__TASK DATA__:
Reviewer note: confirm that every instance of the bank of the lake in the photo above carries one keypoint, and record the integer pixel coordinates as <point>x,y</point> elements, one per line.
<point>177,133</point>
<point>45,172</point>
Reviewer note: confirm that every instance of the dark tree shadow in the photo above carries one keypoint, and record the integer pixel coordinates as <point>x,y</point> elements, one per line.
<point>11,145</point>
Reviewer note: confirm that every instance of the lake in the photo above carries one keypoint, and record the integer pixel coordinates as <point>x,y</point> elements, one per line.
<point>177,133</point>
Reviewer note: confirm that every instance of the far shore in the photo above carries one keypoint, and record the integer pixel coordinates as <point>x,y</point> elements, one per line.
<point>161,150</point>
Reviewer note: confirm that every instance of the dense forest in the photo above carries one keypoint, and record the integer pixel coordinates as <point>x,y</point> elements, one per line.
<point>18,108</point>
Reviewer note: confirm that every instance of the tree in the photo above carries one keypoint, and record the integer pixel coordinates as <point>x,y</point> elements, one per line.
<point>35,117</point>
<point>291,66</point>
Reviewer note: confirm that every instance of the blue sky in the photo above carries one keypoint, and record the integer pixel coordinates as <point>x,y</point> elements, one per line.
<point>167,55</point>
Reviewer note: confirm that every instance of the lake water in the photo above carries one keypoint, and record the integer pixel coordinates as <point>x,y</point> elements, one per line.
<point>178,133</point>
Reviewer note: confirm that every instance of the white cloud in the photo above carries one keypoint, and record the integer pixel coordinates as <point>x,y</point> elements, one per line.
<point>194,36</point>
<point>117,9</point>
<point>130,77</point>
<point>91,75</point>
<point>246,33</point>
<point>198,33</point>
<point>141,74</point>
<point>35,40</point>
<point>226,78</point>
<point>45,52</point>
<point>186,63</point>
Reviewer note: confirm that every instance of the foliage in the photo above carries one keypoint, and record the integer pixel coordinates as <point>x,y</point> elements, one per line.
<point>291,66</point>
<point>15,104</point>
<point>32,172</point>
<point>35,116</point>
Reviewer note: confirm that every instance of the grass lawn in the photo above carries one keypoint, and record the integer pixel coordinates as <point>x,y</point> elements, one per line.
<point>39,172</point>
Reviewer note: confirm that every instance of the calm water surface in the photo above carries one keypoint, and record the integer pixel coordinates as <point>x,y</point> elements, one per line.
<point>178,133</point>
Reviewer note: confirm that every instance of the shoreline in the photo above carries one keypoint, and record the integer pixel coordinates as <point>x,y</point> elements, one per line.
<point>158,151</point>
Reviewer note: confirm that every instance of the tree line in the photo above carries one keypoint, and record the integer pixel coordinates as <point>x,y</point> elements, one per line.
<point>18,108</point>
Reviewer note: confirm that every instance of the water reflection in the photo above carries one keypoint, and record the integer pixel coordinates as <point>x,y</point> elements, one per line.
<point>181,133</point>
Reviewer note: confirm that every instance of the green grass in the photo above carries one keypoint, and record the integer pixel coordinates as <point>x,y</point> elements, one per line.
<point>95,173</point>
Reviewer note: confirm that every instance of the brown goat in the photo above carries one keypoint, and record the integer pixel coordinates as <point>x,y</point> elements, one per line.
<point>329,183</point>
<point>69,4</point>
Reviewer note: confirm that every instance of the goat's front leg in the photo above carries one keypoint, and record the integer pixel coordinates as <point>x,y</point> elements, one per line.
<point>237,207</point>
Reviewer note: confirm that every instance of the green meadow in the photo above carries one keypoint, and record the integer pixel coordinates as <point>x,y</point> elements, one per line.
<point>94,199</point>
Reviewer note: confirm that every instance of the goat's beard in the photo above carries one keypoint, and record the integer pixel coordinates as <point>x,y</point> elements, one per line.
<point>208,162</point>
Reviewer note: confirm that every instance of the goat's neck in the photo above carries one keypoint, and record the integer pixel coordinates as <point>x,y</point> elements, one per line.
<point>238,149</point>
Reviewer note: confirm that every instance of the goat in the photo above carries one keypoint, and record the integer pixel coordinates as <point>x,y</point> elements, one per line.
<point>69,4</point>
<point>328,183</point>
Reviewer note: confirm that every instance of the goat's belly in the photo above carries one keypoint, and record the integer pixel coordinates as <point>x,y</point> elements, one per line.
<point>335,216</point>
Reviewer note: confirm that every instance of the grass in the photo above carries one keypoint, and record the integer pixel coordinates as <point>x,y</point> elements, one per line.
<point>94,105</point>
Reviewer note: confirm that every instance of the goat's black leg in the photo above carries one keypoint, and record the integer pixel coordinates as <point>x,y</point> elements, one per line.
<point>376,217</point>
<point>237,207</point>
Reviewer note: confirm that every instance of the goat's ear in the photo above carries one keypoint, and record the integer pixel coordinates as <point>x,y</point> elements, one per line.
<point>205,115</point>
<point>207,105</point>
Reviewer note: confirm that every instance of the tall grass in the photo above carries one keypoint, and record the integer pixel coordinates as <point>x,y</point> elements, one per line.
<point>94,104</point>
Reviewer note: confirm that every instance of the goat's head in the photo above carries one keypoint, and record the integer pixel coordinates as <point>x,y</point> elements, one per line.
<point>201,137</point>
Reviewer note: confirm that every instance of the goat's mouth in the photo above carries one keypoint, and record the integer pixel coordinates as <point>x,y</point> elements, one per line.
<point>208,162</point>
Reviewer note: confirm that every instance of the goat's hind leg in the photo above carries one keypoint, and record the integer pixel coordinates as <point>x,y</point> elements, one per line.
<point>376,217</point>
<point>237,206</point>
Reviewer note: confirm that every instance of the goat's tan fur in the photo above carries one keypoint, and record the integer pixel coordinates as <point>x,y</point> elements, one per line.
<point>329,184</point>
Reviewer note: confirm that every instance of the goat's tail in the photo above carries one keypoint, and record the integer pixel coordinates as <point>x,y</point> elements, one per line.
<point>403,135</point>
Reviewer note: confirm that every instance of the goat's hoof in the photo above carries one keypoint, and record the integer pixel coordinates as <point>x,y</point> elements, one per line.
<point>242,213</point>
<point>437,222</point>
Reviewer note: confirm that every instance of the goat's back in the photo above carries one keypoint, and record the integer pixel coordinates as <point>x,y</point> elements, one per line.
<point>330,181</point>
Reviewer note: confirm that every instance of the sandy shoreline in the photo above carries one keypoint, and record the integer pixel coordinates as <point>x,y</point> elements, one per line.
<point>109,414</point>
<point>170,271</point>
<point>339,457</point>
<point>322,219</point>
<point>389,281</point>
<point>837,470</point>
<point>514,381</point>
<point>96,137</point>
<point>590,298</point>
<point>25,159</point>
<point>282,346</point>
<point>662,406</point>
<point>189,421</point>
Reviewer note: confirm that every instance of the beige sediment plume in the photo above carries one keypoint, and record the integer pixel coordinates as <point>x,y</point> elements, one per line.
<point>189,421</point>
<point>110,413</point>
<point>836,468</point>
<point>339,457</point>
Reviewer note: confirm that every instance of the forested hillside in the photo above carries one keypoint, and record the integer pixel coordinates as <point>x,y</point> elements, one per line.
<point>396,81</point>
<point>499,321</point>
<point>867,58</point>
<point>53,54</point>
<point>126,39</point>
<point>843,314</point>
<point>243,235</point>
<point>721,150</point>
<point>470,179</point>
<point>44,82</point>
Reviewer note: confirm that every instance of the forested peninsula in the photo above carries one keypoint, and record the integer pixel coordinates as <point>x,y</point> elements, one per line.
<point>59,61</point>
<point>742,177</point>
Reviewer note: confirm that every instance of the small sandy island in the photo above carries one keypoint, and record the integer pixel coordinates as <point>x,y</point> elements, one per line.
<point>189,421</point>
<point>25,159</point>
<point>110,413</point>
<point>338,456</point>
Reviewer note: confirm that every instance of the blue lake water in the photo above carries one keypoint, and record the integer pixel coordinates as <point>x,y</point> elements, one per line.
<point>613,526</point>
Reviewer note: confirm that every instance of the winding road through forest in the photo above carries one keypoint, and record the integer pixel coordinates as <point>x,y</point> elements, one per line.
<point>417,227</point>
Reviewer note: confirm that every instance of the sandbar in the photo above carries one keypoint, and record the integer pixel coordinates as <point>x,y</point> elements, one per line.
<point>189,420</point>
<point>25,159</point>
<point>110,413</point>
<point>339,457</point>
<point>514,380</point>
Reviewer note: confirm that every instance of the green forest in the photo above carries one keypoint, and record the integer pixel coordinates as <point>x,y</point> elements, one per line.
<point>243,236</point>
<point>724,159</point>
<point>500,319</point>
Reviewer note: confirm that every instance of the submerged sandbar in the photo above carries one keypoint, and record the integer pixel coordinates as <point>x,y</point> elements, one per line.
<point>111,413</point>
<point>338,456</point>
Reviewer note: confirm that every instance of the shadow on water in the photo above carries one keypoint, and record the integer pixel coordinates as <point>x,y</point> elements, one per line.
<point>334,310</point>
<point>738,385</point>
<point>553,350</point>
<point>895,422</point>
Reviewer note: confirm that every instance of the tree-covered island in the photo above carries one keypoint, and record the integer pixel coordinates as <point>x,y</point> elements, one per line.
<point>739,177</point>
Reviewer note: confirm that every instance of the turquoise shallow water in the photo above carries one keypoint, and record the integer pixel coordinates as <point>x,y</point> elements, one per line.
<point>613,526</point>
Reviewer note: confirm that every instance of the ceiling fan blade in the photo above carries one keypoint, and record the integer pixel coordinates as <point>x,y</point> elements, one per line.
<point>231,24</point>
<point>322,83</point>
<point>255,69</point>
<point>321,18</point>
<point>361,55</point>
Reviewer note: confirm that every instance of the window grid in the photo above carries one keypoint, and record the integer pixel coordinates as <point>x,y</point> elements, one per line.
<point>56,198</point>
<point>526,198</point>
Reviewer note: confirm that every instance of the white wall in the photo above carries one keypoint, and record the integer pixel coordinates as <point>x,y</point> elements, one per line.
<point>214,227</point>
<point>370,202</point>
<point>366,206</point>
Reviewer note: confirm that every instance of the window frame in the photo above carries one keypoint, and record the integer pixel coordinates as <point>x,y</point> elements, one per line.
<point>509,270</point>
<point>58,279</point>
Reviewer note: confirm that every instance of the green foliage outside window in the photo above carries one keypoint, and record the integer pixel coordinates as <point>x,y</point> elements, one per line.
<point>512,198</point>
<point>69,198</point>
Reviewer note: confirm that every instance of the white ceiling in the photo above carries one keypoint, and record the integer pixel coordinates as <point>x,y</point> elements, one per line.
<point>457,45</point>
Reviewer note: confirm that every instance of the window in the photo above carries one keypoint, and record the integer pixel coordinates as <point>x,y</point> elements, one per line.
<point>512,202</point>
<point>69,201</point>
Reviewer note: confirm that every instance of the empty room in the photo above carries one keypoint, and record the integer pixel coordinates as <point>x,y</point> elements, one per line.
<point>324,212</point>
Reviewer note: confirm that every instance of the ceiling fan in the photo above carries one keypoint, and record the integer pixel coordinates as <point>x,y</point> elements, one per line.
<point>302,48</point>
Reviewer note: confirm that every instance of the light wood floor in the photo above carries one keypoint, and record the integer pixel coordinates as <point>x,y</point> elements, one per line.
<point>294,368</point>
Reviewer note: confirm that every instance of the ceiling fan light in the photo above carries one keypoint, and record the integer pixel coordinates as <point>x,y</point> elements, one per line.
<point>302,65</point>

__DIRECTIONS FOR THIS TASK__: Starting at the line with "Reviewer note: confirm that every instance of the light", print each remaining line of the listing above exactly as it appears.

__ANSWER FOR THIS EXERCISE__:
Reviewer note: confirm that every instance of the light wood floor in the photo above carries one keypoint, and record the integer pixel coordinates as <point>x,y</point> elements, one per line.
<point>294,368</point>
Reviewer note: confirm that every instance of the ceiling fan light in the photo above carries one keypoint, and record the integer pixel coordinates as <point>x,y</point> elements, one per line.
<point>302,65</point>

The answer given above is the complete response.